Please quote only the lines that start at the one with "seg: <item>pink petal on water</item>" and go on to the last line of the data, both ends kept.

[start of Entries]

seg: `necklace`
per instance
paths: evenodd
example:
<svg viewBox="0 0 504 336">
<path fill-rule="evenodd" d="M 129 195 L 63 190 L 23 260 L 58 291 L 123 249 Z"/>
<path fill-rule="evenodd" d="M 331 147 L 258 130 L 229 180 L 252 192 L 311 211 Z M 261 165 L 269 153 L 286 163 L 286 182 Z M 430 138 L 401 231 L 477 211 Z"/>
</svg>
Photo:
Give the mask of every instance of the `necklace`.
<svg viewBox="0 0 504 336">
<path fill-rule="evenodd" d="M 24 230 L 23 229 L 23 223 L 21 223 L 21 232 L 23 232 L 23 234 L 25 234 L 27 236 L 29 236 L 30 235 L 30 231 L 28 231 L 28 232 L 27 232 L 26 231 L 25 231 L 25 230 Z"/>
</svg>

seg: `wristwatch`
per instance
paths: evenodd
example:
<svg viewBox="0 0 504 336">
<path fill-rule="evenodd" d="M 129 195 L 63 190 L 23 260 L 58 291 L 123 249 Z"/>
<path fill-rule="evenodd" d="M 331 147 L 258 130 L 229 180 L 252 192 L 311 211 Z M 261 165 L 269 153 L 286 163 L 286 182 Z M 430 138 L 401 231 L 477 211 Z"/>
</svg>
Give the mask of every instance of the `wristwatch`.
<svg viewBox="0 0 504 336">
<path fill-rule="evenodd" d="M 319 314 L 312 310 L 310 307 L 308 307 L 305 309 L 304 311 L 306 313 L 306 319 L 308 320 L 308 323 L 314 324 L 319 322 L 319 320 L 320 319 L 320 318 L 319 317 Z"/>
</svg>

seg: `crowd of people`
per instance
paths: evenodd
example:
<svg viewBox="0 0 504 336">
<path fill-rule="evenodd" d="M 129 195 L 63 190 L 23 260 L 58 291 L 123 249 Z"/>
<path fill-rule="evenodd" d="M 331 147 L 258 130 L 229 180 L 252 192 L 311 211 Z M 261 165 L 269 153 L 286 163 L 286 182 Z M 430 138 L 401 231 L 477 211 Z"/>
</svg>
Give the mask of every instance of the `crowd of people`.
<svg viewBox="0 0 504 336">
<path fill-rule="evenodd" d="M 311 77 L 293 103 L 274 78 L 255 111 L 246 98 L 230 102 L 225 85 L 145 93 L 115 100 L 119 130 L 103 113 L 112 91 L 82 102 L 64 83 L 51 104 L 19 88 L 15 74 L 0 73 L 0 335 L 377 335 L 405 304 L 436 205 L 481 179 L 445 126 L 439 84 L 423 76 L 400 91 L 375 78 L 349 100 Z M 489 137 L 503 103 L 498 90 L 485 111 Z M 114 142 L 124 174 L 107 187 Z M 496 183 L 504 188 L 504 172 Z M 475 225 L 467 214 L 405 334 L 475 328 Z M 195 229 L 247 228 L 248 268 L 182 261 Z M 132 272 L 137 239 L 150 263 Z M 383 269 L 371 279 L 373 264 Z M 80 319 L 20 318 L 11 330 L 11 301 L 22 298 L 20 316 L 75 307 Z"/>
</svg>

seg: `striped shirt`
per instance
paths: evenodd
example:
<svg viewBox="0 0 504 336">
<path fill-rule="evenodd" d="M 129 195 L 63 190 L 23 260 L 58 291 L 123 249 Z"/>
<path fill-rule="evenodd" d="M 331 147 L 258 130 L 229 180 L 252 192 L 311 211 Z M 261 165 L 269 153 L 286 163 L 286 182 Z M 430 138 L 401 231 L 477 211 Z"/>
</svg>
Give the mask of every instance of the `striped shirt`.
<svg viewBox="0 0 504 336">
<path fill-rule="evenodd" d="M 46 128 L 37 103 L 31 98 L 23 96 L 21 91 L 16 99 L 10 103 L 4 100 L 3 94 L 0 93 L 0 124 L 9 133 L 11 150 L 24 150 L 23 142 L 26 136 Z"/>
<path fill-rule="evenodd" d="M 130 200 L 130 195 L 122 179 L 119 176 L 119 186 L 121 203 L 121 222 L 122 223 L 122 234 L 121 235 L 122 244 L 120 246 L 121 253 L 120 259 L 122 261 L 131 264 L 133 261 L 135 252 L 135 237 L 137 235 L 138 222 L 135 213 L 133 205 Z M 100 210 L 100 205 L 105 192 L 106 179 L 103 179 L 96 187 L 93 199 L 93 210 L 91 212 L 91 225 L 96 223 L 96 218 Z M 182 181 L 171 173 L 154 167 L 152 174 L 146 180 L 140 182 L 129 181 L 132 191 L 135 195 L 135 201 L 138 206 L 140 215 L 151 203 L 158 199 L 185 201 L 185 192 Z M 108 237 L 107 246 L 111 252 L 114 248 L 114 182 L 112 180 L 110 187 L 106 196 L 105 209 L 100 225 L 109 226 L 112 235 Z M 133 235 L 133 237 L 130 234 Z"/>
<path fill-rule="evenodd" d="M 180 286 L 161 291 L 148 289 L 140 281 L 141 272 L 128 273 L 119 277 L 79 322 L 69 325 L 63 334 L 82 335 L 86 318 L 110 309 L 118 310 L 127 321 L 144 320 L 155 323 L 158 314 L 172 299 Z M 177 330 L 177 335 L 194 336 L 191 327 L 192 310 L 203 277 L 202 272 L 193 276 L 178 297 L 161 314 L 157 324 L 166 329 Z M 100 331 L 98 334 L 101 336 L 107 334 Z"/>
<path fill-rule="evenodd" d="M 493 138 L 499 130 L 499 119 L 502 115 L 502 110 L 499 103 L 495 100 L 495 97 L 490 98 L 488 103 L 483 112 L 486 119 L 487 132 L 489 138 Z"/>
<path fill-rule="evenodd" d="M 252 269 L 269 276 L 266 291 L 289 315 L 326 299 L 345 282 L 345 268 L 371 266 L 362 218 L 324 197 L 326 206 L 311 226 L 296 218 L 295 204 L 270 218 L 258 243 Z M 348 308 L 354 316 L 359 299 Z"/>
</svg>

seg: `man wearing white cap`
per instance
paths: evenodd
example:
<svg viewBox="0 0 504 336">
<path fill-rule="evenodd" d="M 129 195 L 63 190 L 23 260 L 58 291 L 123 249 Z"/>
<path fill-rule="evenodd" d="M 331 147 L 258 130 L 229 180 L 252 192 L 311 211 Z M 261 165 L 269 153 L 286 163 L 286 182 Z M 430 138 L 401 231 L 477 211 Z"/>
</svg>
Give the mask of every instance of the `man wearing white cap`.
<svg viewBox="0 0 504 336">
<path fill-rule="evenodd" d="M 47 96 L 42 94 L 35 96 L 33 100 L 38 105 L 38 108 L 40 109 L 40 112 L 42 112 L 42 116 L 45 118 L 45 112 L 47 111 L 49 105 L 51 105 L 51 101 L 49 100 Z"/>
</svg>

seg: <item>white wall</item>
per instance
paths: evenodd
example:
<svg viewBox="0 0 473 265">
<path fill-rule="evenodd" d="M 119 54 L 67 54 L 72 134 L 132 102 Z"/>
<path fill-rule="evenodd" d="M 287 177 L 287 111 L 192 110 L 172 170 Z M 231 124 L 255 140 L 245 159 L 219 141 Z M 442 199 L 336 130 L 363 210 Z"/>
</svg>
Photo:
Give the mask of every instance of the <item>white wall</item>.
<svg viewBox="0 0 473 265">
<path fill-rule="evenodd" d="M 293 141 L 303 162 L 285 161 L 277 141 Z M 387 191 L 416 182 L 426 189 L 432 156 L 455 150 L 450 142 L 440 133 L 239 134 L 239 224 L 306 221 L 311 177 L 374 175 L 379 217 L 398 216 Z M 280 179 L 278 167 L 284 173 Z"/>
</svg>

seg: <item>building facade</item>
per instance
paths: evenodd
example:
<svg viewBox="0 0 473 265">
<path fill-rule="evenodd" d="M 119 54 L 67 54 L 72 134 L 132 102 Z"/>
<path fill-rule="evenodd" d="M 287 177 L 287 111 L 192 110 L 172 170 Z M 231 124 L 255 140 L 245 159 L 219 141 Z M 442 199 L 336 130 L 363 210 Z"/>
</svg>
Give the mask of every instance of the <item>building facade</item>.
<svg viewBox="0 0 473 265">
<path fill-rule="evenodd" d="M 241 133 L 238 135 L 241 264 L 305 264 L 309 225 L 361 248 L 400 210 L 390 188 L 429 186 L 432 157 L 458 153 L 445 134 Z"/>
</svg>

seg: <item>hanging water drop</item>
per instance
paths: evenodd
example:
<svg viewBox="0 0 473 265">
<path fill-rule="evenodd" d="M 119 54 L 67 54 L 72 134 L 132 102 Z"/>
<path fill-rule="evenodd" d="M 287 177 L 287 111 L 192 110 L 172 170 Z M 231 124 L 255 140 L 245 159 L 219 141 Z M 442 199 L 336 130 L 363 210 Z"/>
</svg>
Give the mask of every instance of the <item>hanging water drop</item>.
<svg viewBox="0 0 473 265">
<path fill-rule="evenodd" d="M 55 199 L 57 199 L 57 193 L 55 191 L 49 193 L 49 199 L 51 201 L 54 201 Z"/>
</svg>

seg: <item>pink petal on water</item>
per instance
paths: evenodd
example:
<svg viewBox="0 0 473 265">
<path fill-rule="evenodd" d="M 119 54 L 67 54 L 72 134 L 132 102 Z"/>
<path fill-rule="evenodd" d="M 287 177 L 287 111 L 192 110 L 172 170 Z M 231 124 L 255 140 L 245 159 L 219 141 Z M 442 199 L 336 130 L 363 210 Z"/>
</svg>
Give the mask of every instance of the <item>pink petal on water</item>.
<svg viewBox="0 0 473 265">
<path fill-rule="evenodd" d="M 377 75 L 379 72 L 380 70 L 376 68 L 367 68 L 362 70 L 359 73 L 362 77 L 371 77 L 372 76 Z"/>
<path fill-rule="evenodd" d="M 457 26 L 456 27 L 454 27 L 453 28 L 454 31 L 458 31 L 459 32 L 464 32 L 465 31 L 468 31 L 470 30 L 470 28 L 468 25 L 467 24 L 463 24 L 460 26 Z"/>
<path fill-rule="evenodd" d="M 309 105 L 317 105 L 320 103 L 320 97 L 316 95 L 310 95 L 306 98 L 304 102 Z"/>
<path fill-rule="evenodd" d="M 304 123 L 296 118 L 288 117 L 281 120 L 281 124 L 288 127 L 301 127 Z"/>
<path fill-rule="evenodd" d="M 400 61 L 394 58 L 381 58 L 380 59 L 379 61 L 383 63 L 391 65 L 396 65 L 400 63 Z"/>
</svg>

[end of Entries]

Response to this exercise:
seg: <item>pink petal on water</item>
per instance
paths: evenodd
example:
<svg viewBox="0 0 473 265">
<path fill-rule="evenodd" d="M 119 54 L 67 54 L 72 134 L 132 102 Z"/>
<path fill-rule="evenodd" d="M 287 177 L 287 111 L 192 110 L 172 170 Z M 231 124 L 255 140 L 245 159 L 219 141 Z M 442 199 L 336 130 L 363 210 Z"/>
</svg>
Give the mask of every instance of the <item>pink petal on water</item>.
<svg viewBox="0 0 473 265">
<path fill-rule="evenodd" d="M 377 75 L 379 72 L 380 70 L 376 68 L 367 68 L 362 70 L 359 73 L 362 77 L 371 77 L 372 76 Z"/>
<path fill-rule="evenodd" d="M 457 26 L 456 27 L 454 27 L 453 28 L 454 31 L 458 31 L 459 32 L 464 32 L 465 31 L 468 31 L 470 30 L 470 28 L 468 25 L 467 24 L 463 24 L 460 26 Z"/>
<path fill-rule="evenodd" d="M 309 105 L 317 105 L 320 103 L 320 97 L 316 95 L 310 95 L 306 98 L 304 102 Z"/>
<path fill-rule="evenodd" d="M 304 123 L 296 118 L 288 117 L 281 120 L 281 124 L 288 127 L 301 127 Z"/>
<path fill-rule="evenodd" d="M 400 61 L 394 58 L 381 58 L 380 59 L 379 61 L 383 63 L 391 65 L 396 65 L 400 63 Z"/>
</svg>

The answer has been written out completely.